• **Provided material**
++++++++++
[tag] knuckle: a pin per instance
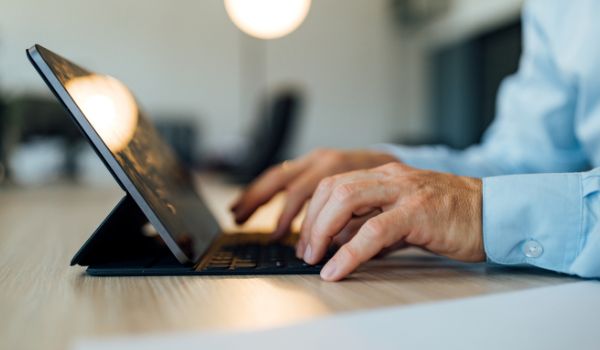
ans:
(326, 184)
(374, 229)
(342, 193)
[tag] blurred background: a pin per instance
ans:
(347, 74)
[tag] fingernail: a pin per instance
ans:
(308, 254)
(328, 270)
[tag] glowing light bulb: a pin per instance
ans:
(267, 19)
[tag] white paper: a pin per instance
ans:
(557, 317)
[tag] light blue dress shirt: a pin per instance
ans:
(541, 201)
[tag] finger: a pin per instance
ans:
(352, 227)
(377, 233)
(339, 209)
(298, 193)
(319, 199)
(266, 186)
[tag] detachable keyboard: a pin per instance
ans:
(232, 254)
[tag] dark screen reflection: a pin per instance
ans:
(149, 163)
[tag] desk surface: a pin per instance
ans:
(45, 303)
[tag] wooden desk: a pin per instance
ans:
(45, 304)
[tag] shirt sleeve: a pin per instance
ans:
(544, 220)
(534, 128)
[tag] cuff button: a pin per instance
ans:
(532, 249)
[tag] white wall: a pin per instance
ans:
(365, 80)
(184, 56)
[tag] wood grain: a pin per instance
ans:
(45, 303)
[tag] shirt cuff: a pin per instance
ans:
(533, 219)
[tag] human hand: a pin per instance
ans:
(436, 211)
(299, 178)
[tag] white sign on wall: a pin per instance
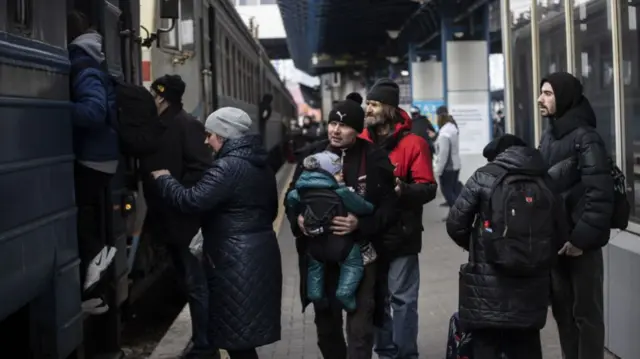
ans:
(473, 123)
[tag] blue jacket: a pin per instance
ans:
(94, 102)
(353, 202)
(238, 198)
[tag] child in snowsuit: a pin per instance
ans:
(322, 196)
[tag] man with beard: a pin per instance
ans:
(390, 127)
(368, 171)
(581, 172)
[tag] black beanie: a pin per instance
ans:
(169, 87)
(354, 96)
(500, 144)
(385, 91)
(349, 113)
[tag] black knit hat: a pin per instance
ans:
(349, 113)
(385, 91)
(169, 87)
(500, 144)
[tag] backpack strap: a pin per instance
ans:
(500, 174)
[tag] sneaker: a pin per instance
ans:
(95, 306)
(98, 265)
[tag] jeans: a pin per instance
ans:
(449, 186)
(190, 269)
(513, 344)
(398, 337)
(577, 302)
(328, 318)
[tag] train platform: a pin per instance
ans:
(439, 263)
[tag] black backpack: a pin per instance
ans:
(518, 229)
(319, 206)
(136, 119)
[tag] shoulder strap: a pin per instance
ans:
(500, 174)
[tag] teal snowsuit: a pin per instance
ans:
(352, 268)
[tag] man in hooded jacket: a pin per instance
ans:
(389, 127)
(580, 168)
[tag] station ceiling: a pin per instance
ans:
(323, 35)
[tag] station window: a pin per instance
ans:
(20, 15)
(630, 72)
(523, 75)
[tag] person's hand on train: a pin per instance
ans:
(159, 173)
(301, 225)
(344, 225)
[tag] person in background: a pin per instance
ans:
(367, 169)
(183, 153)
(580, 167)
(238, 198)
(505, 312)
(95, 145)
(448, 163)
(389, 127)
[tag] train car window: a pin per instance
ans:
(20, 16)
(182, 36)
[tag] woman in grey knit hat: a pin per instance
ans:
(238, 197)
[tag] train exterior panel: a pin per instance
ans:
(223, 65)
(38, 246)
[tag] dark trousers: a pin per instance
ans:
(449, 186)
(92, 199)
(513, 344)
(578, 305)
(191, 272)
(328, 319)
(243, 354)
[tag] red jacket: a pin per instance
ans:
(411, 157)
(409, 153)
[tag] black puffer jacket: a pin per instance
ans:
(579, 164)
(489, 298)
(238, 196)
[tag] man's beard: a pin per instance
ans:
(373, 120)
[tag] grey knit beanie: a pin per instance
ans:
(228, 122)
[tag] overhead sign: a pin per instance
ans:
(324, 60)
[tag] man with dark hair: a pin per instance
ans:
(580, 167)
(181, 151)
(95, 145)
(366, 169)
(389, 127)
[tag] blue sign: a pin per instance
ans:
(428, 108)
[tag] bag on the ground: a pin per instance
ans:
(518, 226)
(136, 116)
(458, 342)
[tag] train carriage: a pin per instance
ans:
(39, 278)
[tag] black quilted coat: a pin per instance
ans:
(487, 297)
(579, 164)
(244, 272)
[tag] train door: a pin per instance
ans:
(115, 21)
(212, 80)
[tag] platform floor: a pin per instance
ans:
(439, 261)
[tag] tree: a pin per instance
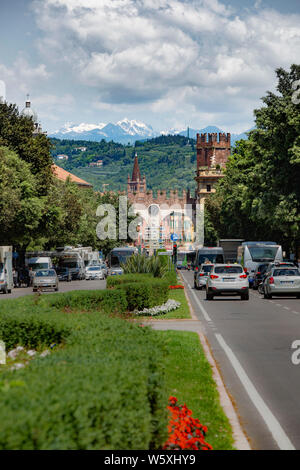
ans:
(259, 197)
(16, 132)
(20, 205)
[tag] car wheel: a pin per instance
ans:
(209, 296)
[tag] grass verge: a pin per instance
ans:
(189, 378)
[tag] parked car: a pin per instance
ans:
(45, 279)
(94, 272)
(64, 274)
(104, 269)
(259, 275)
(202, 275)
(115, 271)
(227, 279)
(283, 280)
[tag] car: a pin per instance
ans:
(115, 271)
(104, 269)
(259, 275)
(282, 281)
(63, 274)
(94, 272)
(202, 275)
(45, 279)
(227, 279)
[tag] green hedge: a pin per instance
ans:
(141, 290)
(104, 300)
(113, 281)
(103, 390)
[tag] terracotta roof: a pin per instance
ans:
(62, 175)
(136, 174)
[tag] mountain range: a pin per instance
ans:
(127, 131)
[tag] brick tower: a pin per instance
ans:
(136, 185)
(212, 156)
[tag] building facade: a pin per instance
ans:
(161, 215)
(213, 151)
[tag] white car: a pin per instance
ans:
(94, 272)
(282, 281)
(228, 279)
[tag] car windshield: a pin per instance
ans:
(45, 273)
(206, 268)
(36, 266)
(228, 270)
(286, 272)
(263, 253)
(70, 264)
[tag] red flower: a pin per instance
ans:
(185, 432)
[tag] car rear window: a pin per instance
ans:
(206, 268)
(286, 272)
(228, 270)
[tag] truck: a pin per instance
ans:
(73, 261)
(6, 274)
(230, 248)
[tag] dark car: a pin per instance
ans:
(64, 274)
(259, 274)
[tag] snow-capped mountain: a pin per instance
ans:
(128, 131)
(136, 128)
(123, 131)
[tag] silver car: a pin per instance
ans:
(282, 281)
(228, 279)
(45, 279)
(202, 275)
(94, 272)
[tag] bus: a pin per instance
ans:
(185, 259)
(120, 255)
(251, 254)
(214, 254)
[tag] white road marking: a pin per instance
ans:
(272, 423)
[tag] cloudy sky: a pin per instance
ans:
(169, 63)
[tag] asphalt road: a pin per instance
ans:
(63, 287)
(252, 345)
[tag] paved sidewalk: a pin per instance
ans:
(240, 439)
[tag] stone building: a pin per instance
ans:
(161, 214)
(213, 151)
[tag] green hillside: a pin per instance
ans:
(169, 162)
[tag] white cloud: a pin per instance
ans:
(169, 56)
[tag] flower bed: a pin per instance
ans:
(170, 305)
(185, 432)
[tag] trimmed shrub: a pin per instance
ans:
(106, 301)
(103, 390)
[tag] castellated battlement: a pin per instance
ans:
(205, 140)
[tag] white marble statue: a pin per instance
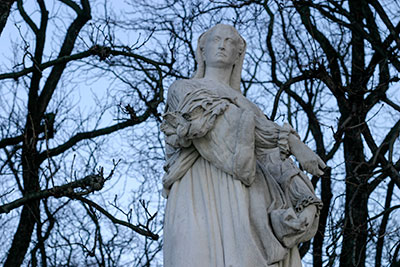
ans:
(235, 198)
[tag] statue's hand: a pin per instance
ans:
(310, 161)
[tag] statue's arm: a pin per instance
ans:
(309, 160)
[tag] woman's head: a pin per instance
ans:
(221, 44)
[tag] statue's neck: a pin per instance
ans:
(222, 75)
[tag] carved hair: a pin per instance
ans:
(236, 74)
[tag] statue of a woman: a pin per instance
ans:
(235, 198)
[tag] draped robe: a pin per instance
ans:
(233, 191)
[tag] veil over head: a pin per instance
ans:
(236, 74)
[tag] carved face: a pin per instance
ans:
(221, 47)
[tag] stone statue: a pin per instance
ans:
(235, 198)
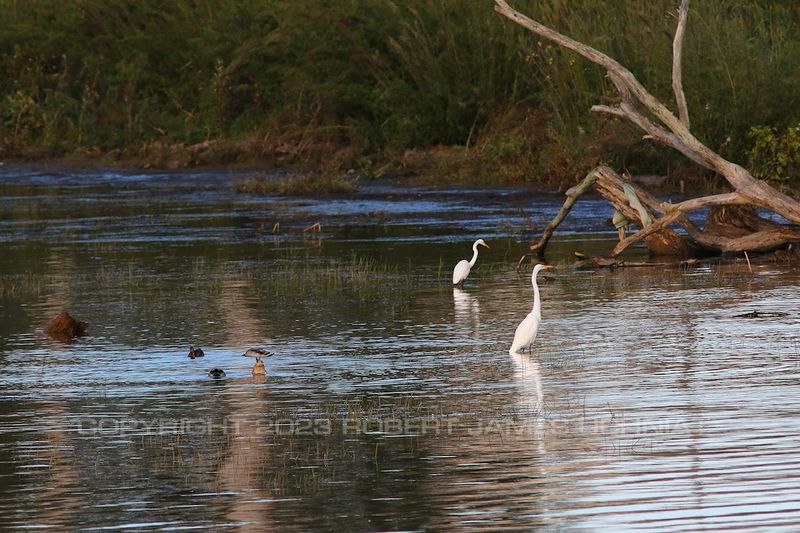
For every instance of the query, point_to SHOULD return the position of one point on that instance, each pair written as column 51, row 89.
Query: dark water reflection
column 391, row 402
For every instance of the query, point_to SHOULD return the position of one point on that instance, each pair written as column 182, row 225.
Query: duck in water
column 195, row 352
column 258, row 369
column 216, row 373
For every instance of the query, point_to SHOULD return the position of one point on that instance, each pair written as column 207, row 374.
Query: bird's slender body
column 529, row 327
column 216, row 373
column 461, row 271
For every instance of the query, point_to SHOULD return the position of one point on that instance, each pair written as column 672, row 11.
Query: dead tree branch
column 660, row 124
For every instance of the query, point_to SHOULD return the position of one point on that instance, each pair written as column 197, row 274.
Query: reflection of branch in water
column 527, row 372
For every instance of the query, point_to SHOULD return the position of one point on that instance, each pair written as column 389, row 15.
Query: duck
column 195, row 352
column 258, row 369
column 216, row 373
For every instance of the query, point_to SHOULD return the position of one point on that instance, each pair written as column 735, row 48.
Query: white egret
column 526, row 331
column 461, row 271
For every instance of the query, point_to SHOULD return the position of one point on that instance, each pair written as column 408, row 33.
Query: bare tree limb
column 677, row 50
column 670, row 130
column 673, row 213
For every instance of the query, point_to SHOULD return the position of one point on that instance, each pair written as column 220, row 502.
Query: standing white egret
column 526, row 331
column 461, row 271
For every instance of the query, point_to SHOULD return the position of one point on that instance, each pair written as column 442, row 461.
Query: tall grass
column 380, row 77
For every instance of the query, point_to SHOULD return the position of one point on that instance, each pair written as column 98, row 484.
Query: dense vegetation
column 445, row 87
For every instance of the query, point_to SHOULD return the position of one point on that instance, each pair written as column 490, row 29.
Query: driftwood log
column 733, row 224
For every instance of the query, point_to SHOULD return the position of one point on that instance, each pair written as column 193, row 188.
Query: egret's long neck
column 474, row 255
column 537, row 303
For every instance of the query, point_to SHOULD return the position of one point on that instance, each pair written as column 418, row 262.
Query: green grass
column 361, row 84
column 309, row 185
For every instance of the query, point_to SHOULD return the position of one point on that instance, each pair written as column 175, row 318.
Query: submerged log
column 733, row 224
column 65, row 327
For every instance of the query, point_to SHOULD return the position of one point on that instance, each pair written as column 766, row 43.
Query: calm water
++++++++++
• **Given instruction**
Print nothing but the lines from the line with "220, row 502." to the last line of the records above. Both of those lines count.

• **Solution to the exercise**
For every instance of the query, point_to SHOULD return the position of one point on that instance, each pair written as column 220, row 502.
Query: standing white egret
column 526, row 331
column 461, row 271
For every instance of the query, point_to SHOULD return the position of one point on that instance, each pair written as column 442, row 461.
Query: tall grass
column 380, row 77
For every instance of the query, point_to SHOULD return the position of one point on that instance, each pair written as column 98, row 484.
Query: dense vegetation
column 445, row 87
For every instance of the query, point_to SHOULD return the position of one point on that instance, each pair written as column 490, row 29.
Query: driftwood log
column 733, row 224
For every instance of the query, point_to SHOULD return the position of one point on that instance, each pair written as column 193, row 188.
Query: egret's long neck
column 474, row 255
column 537, row 303
For every instance of the query, point_to SHOULD return the position of one point on that instance, each pair written as column 418, row 262.
Query: green grass
column 361, row 84
column 309, row 185
For every instance of the query, point_to SHOULD return the position of one point on that instance, each pair written as column 175, row 318.
Query: submerged log
column 733, row 224
column 65, row 327
For every instance of the query, point_to SHOULD return the position of one point on that instance, each pair written as column 766, row 43.
Query: calm water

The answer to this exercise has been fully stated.